Segundo o texto sobre o filme, o que simboliza a ambrosia que a avó prepara para o neto?

• [Texto extraído]
● ● ●
Sobre a representatividade no filme, Vinícius Pessoa destaca a importância do personagem principal ser um homem gay de corpo gordo em busca de afeto, e como isso influencia a narrativa. Ele explica a relevância desse aspecto na trama e o papel simbólico da comida:
“Essa busca por afeto é profundamente influenciada pela ancestralidade e pela figura dos avós, que, no contexto da história, representam um tipo de afeto que vai se perdendo com o tempo. O personagem busca reencontrar esse afeto que não encontra em outras relações, seja nas sexuais ou nas amorosas. Ele encontra esse acolhimento justamente nas figuras dos avós e na sua conexão com a ancestralidade. A comida tem um papel fundamental no filme; eu não posso dar muitos detalhes para evitar spoilers, mas ela permeia toda a trama e serve como uma metáfora importante. A ambrosia, que é preparada pela avó para o neto, simboliza essa conexão com o passado e a busca por felicidade eterna. Segundo a mitologia grega, quem comer a ambrosia, o manjar dos deuses, alcançará felicidade eterna. Assim, a ambrosia tem um significado profundo no filme.”
● ● ●
• [Trechos de dados]

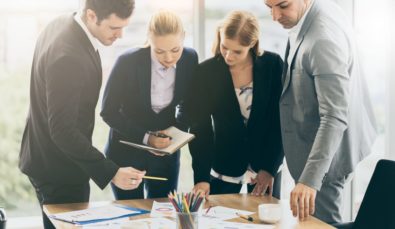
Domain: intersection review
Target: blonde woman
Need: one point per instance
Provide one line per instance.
(234, 113)
(143, 90)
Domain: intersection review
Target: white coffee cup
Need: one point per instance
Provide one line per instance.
(269, 213)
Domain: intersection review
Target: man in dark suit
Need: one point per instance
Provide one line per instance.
(57, 153)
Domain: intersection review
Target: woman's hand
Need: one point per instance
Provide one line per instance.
(203, 188)
(263, 181)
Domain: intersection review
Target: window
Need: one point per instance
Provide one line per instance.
(373, 33)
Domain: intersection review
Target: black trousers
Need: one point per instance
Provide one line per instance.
(166, 166)
(50, 193)
(218, 186)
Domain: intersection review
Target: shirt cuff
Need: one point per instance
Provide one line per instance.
(145, 139)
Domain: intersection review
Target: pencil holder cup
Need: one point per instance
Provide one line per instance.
(187, 220)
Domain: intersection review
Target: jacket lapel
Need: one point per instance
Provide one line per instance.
(230, 101)
(181, 75)
(261, 85)
(144, 77)
(87, 43)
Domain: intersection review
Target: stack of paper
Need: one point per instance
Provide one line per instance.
(98, 214)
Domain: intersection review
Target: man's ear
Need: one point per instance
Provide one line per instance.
(91, 17)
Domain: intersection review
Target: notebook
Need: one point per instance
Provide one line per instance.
(179, 139)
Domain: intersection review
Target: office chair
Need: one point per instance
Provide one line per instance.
(378, 205)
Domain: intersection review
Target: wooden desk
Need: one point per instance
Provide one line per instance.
(238, 201)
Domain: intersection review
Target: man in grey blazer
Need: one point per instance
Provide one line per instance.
(327, 122)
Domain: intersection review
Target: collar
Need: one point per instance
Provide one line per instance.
(296, 29)
(157, 65)
(94, 41)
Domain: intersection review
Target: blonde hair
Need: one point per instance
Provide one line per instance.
(164, 23)
(240, 25)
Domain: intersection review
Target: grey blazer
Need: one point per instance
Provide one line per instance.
(327, 121)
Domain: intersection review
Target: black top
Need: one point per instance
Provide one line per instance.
(65, 83)
(223, 142)
(127, 100)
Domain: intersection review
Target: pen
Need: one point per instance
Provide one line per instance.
(154, 178)
(160, 135)
(246, 217)
(208, 209)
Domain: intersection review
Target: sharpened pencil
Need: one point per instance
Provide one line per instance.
(154, 178)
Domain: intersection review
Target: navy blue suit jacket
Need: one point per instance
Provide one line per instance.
(223, 142)
(126, 104)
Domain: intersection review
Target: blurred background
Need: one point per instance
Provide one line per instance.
(21, 21)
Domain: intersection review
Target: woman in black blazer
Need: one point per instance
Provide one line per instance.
(233, 111)
(143, 90)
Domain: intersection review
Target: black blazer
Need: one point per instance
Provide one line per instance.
(223, 142)
(65, 83)
(126, 104)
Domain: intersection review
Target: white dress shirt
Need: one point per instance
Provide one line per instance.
(94, 41)
(162, 87)
(294, 32)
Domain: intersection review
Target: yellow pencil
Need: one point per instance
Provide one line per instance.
(154, 178)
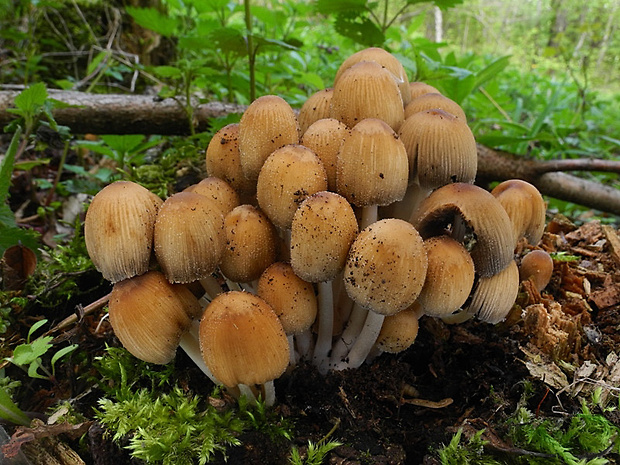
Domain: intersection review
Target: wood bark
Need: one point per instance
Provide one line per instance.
(139, 114)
● ● ●
• [Resultado da tarefa] Ela simboliza a conexão com o passado e a busca por felicidade eterna.